■ Trecho do texto ■
※
Intervenção didática a partir da disciplina Fonética e Fonologia 2

                                                                                                                                                    

 

                                                                             

Intervenção didática a partir de conteúdos trabalhados na disciplina de Fonética e Fonologia do curso de licenciatura em Letras.

     

Público alvo: alunos do 3°ano - Ensino Médio

Gêneros trabalhados: Canção e Poesia

Prática de linguagem: oral e musical

Pré-requisitos: A presente atividade faz parte de uma sequência didática que objetiva trabalhar os elementos estruturais do texto poético. Assim, espera-se que os alunos já tenham conhecimento de parte desses elementos.

 

Objetivo:

Apresentar aos alunos as diferentes figuras de efeitos sonoros, presentes em textos poéticos e letras de canções e, com isso, estimular a prática de leitura e de escuta.

 

Justificativa: 

As figuras sonoras são recursos muito utilizados em poemas e músicas e, por seu caráter expressivo, proporcionam ao leitor uma experiência sinestésica. Na língua portuguesa, existem determinadas figuras de estilo que combinam elementos sonoros e que são bastante utilizadas em textos, discursos e poemas. Essas figuras são representadas por fonemas com objetivos simbólicos e têm a intenção de soar agradavelmente aos nossos ouvidos. Segundo Goldstein (2013): 

 

[...] “Nos textos comuns, não-literários, o autor seleciona e combina as palavras geralmente pela sua significação. Na elaboração do texto literário, ocorre uma outra operação, tão importante quanto a primeira: a seleção e a combinação de palavras se fazem muitas vezes por parentesco sonoro. Por isso se diz que o discurso literário é um discurso específico, em que a seleção e a combinação das palavras se fazem não apenas pela significação, mas também por outros critérios, um dos quais, o sonoro. Como resultado, o texto literário adquire certo grau de tensão ou ambiguidade, produzindo mais de um sentido. Daí a plurissignificação do texto literário.” (GOLDSTEIN, 2013, p.32-33)
※
■ Material exibido ■

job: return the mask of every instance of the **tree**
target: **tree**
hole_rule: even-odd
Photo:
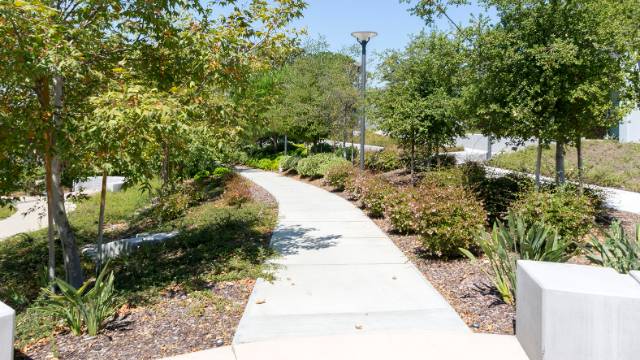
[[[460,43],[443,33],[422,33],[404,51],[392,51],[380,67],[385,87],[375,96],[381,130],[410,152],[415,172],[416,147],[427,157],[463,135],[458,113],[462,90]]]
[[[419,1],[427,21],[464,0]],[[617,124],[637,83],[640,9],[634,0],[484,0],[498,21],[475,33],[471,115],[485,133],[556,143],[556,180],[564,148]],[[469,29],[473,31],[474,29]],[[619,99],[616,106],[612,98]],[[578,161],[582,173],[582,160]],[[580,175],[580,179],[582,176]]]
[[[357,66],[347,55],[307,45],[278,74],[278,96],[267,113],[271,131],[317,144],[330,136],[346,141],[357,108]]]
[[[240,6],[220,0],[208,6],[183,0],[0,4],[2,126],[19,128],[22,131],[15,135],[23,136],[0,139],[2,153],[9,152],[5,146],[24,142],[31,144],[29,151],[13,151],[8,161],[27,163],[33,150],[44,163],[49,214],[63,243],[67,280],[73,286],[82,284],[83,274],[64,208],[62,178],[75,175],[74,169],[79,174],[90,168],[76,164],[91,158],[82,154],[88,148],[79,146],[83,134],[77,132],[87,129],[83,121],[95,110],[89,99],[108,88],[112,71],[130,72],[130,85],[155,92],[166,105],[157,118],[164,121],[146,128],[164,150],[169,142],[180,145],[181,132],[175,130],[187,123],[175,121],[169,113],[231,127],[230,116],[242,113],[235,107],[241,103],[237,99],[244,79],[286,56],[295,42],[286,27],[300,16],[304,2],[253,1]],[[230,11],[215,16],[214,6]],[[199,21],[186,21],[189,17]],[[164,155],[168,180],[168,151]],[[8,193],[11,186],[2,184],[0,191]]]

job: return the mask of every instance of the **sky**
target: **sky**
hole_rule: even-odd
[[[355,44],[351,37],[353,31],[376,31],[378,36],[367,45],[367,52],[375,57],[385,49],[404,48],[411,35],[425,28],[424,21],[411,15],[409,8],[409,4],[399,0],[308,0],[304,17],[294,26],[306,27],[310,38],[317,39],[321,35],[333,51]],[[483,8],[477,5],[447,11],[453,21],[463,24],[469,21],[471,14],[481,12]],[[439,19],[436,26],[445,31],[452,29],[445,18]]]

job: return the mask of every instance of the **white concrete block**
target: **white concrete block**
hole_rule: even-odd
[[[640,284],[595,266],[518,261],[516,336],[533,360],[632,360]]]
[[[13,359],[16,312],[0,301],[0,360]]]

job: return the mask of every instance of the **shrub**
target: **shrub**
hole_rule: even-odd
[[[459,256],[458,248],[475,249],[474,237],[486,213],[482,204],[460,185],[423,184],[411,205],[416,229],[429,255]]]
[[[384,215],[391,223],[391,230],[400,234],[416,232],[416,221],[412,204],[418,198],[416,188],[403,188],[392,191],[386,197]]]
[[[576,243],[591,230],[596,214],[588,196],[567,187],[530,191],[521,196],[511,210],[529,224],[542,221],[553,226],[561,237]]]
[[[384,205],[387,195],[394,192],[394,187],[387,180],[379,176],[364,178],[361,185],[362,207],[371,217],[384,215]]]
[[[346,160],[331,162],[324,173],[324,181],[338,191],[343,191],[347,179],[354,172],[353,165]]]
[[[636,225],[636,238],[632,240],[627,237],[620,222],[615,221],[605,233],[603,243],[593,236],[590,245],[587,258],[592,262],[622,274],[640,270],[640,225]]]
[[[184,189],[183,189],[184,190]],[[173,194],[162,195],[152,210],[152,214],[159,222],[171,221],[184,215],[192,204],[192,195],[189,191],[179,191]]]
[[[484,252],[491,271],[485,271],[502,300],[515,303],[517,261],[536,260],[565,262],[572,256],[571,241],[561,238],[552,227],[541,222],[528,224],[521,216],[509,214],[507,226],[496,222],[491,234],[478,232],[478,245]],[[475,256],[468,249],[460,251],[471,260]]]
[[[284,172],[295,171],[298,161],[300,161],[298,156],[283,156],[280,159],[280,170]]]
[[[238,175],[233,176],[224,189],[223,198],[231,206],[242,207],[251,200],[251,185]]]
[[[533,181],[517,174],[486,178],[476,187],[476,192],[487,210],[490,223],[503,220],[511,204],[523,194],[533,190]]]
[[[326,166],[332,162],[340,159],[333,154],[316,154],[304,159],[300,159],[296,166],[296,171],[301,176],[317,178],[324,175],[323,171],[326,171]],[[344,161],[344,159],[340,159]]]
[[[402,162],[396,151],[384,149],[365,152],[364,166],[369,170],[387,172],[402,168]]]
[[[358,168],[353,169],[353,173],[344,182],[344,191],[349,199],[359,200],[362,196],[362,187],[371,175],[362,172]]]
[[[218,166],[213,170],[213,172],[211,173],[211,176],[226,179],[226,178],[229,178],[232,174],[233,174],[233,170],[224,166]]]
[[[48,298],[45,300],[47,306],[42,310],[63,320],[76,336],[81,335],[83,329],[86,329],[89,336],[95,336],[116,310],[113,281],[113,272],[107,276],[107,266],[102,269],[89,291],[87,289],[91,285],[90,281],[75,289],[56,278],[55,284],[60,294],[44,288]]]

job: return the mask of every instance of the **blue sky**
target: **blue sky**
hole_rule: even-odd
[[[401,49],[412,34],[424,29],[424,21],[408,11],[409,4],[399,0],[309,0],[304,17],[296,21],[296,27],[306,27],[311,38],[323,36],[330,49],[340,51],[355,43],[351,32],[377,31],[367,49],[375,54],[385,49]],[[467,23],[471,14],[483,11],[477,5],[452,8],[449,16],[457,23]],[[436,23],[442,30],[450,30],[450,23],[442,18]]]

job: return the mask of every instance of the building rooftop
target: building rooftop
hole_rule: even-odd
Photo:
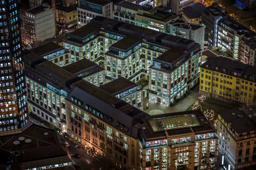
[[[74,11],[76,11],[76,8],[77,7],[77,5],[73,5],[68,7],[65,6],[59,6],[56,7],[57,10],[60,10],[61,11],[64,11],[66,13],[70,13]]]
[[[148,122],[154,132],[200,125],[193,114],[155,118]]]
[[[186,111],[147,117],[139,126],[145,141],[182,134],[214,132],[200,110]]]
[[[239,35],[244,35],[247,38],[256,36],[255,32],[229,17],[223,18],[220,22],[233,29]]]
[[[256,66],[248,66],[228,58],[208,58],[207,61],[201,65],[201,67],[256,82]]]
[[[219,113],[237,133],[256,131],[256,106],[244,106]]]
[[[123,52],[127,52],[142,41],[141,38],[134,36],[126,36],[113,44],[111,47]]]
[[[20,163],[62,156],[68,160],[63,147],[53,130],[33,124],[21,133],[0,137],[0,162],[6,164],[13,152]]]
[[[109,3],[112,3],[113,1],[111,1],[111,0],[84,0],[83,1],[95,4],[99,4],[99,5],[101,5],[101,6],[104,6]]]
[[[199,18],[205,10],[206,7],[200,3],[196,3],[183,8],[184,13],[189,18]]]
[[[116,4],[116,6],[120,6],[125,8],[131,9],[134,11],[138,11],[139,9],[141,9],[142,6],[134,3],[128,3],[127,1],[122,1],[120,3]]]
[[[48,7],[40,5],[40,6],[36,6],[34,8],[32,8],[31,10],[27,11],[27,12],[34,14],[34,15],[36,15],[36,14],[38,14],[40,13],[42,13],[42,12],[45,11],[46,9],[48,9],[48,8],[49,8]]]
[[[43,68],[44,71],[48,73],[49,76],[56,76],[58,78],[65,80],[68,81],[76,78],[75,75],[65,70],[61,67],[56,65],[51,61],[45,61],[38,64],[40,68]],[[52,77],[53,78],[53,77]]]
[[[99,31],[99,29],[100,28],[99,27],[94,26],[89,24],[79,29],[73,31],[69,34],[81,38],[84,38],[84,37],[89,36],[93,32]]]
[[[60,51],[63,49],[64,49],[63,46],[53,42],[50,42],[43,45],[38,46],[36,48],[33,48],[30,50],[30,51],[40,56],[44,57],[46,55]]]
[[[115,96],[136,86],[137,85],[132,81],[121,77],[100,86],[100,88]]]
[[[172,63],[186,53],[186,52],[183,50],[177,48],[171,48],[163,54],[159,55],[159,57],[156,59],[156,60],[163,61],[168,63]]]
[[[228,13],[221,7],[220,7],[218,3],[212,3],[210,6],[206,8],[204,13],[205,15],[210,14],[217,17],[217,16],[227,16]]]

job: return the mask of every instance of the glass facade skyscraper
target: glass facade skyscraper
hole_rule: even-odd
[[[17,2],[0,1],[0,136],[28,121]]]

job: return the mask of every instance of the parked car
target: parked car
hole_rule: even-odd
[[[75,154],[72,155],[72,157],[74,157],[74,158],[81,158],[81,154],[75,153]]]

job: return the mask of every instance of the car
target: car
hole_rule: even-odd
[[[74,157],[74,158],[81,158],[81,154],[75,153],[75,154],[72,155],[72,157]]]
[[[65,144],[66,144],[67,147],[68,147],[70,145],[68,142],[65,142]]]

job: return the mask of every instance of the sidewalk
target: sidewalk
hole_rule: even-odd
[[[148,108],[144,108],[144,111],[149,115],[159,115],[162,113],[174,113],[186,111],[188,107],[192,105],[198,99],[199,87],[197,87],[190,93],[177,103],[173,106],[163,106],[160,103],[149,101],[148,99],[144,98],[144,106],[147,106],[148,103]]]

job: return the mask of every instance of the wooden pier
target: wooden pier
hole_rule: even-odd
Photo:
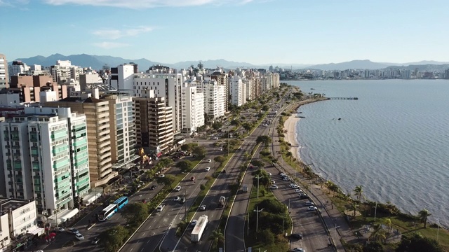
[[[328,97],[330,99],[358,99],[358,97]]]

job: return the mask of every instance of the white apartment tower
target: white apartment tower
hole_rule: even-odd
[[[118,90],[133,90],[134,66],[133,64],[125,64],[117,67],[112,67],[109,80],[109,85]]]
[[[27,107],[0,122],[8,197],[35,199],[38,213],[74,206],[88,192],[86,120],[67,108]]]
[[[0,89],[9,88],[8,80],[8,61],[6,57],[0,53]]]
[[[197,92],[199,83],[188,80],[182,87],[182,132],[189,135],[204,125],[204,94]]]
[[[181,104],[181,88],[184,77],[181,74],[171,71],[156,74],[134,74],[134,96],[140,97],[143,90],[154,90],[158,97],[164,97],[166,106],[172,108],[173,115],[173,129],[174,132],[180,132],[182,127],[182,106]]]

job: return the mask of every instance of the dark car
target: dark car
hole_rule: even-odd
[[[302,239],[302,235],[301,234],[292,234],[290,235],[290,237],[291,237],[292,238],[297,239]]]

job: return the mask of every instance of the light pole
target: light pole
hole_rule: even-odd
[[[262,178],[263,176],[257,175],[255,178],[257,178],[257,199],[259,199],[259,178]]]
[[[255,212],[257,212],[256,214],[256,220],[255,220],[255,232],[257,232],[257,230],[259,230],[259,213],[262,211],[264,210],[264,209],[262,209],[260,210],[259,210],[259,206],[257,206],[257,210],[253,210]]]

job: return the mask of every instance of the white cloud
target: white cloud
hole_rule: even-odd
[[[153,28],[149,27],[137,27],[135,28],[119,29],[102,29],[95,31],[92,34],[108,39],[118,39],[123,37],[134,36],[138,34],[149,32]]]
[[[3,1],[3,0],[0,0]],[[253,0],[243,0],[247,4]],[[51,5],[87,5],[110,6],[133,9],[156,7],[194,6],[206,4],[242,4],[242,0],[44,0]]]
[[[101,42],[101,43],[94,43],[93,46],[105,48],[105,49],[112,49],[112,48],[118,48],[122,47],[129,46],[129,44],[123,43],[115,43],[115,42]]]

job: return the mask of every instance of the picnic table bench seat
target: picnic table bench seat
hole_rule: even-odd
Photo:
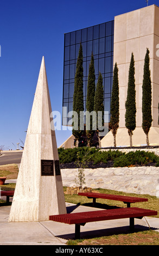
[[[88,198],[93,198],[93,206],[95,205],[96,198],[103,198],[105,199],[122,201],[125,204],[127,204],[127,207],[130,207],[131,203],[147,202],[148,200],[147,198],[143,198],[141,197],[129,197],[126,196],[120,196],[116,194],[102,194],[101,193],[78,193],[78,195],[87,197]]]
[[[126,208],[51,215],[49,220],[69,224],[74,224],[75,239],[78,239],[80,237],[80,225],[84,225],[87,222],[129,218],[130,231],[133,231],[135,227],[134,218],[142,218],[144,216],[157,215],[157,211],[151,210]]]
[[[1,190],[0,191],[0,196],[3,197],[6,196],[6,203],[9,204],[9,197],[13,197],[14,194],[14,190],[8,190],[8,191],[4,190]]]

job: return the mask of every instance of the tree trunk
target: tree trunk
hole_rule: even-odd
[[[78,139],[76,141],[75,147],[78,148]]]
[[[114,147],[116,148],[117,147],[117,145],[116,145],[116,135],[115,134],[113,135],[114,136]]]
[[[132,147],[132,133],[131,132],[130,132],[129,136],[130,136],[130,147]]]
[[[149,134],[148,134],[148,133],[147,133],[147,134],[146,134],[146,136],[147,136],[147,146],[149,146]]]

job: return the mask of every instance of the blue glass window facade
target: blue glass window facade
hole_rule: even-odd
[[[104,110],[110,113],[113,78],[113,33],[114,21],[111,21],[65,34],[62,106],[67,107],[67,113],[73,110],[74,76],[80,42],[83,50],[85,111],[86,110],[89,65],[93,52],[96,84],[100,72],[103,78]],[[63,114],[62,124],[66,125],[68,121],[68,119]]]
※
■ Tarefas a cumprir ■
A – Com base no plano de intervenção didática sobre figuras sonoras, responda:
(i) A que público a atividade se destina?
(ii) Quais gêneros são trabalhados?
(iii) Segundo a citação de Goldstein, além da significação, qual critério orienta a seleção e a combinação das palavras no texto literário?
B – Escreva a continuação do plano de intervenção didática sobre figuras sonoras, começando logo após a citação de Goldstein que o encerra.

■ Respostas dadas ■
A –
(i) Alunos do 3º ano do Ensino Médio.
(ii) Canção e poesia.
(iii) O critério sonoro.

B –
Segundo a autora, chamamos de figuras sonoras aquelas que estão relacionadas com os aspectos fonéticos e fonológicos das palavras. São elas: aliteração, assonância, paronomásia, repetição de palavras e onomatopeia. Vejamos quais são os recursos sonoros, de acordo com Goldstein (2013):

 

Aliteração: é a repetição da mesma consoante ao longo do poema. O leitor deve buscar seu efeito, em função da significação do texto. Contrariamente à etimologia da palavra – do latim, alliteratio, sequência de letras semelhantes; a aliteração realiza-se por meio de sons semelhantes, não de letras. De modo, que a aliteração consiste na repetição de consoantes ou de sílabas - especialmente as sílabas tônicas - em duas (ou mais) palavras, dentro do mesmo verso, estrofe, ou numa frase. Geralmente, a repetição dos sons consonantais é feita no início e no interior de palavras, ou, então, em sílabas iniciais: 

  


Januária 

Toda gente homenageia

Januária na janela

Até o mar faz maré cheia

Pra chegar mais perto dela

 

O pessoal desce na areia

E batuca por aquela

Que malvada se penteia

E não escuta quem apela

 

Quem madruga sempre encontra

Januária na janela

Mesmo o sol quando desponta

Logo aponta os lábios dela

 

Ela faz que não dá conta

De sua graça tão singela

O pessoal se desaponta

Vai pro mar, levanta vela

 

Toda gente homenageia

Januária na janela

Até o mar faz maré cheia

Pra chegar mais perto dela

 

O pessoal desce na areia

E batuca por aquela

Que malvada se penteia

E não escuta quem apela

 

Quem madruga sempre encontra

Januária na janela

Mesmo o sol quando desponta

Logo aponta os lábios dela

 

Ela faz que não dá conta

De sua graça tão singela

O pessoal se desaponta

Vai pro mar, levanta vela

 

     (Chico Buarque)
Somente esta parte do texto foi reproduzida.